Задание: Перепишите отрывок текста, начиная со слов «Инф.: Восьмого. Да.» и заканчивая словами «встречали Новый год.». Замените при этом «воспоминания» на «мемуары».
━━━━━ Текст для чтения
Инф.: Восьмого. Да. Именно восьмого. Накануне. И весь день мы этого ждали. И только поздно вечером по радио действительно услыхали приказ Верховного главнокомандующего о том, что в Берлине подписана полная капитуляция и что девятое число объявляется всенародным праздником — Днем Победы — нерабочим днем[14]. Вот как работает телеграф в народе. Как передается.
[…]
И.: А скажите, пожалуйста, вы не пробовали писать дневник или воспоминания?
Инф.: Нет, вы знаете, я воспоминания как раз писал. […] Писал о том, как мы учились. Ну и потом несколько таких отрывочных, не так как я сегодня рассказываю, а вроде новеллы, об отдельных случаях. Например, о том, как в 1941 году встречали Новый год.
И.: 1942-й?
Инф.: Да, 1942-й как встречали. Елки, конечно, никакой не было. Не до этого было у нас. Но дедушка мой, он тогда еще жив был, большой выдумщик. Он у меня попросил акварельные краски, забрался на стол, приставив его к стене, и прямо на обоях нарисовал елку. Акварельными красками. Бабушка на него стала ворчать. Говорит: «Ты же испортил обои». А он ей: «Молчи, Алексеевна. Эти обои после войны в музей возьмут. Мы же все равно ремонт собирались делать».
Потом достали елочные игрушки. Он вбил в кончики ветвей гвоздики, и на эти нарисованные ветви, на эти гвоздики мы стали вешать игрушки. И хотя коптилка всего одна на столе была, она начала так тускло отсвечивать, все интересно. А потом, когда мы все разобрали, в игрушках нашли клад — оставшиеся от прошлого года грецкие орехи в золотой скорлупе и конфеты, прямо которые висели на елке на ниточках. И какие конфеты: «Мишка на севере», «Раковая шейка», ой, это было вообще потрясающе. И вот около 12 часов мы сели к елке, конфеты все разделили, каждому досталось по ореху, не помню уже по сколько, по две «Раковых шейки», по «Мишке на севере» — роскошь такая была. Правда, бабушка взяла одну конфету в рот, потом схватилась, говорит: «Ой, чуть зуб не сломала. Старая конфета. Колюша, лучше ты ее скушай». И подвинула мне свои конфеты. А дедушка, тот просто молча взял в темноте и подвинул свои конфеты мне (смеется). Вот какая у нас была елка.
━━━━━━━━━━
━━━━━ Материал
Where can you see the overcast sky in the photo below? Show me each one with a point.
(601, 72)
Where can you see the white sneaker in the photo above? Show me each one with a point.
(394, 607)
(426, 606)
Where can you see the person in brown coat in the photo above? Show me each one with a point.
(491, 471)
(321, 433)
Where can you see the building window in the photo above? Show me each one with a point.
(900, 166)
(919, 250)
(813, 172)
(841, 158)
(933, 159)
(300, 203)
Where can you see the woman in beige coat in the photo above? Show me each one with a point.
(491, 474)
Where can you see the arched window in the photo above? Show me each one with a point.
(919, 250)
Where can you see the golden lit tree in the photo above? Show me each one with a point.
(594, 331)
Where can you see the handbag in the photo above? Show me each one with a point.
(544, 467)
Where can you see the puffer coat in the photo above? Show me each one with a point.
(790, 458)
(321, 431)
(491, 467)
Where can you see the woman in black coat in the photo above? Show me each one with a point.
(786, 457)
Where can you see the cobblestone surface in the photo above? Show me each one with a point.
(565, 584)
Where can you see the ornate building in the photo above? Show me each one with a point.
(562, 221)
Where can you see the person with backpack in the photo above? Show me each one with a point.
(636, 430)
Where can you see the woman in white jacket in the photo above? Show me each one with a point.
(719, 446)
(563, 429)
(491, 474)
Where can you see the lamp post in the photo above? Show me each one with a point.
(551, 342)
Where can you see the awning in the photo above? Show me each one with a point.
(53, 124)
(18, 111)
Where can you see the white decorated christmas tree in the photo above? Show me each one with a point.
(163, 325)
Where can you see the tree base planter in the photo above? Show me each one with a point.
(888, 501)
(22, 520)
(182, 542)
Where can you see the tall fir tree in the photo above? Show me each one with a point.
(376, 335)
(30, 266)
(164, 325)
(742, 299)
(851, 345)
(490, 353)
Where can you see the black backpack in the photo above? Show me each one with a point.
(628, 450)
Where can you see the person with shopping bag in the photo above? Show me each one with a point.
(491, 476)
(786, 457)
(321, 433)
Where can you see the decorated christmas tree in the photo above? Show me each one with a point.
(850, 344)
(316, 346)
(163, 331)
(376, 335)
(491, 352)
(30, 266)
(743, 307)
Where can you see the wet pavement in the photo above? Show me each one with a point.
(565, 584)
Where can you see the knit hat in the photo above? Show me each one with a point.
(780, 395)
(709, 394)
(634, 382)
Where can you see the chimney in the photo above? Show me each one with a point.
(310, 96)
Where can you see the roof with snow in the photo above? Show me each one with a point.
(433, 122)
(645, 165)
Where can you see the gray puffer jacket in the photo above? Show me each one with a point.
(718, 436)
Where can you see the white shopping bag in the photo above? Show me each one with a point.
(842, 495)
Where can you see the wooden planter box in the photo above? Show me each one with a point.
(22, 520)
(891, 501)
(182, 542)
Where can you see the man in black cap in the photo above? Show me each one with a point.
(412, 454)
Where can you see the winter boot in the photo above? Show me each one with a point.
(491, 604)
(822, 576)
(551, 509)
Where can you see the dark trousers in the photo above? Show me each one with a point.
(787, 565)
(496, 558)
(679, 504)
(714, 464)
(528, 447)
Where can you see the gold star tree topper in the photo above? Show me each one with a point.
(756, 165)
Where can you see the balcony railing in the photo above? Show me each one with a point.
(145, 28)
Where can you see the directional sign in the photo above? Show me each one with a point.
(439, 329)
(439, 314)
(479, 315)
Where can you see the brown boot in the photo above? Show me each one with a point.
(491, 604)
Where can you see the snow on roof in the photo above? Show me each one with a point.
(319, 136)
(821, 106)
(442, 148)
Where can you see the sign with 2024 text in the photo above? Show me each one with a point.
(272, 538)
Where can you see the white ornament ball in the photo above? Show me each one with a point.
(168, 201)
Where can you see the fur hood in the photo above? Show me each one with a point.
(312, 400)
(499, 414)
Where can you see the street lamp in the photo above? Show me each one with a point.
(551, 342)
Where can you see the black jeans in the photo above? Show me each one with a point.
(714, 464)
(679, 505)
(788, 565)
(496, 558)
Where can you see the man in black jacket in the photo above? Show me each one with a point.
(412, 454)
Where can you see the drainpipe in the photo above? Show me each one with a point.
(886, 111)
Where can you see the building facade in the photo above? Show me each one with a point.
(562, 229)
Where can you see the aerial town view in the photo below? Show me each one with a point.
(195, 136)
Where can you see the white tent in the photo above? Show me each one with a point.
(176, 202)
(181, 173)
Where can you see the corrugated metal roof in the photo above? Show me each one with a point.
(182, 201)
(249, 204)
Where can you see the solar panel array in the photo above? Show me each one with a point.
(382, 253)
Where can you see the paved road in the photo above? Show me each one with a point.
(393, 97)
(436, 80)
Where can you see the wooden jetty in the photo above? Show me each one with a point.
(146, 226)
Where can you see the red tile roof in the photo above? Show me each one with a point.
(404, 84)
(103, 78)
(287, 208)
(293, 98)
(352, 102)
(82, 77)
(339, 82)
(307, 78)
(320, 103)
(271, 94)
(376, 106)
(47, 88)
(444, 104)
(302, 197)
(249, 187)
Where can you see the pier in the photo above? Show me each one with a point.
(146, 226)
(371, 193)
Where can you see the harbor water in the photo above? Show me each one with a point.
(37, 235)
━━━━━━━━━━
Поле для ответа:
Инф.: Восьмого. Да. Именно восьмого. Накануне. И весь день мы этого ждали. И только поздно вечером по радио действительно услыхали приказ Верховного главнокомандующего о том, что в Берлине подписана полная капитуляция и что девятое число объявляется всенародным праздником — Днем Победы — нерабочим днем[14]. Вот как работает телеграф в народе. Как передается.
[…]
И.: А скажите, пожалуйста, вы не пробовали писать дневник или мемуары?
Инф.: Нет, вы знаете, я мемуары как раз писал. […] Писал о том, как мы учились. Ну и потом несколько таких отрывочных, не так как я сегодня рассказываю, а вроде новеллы, об отдельных случаях. Например, о том, как в 1941 году встречали Новый год.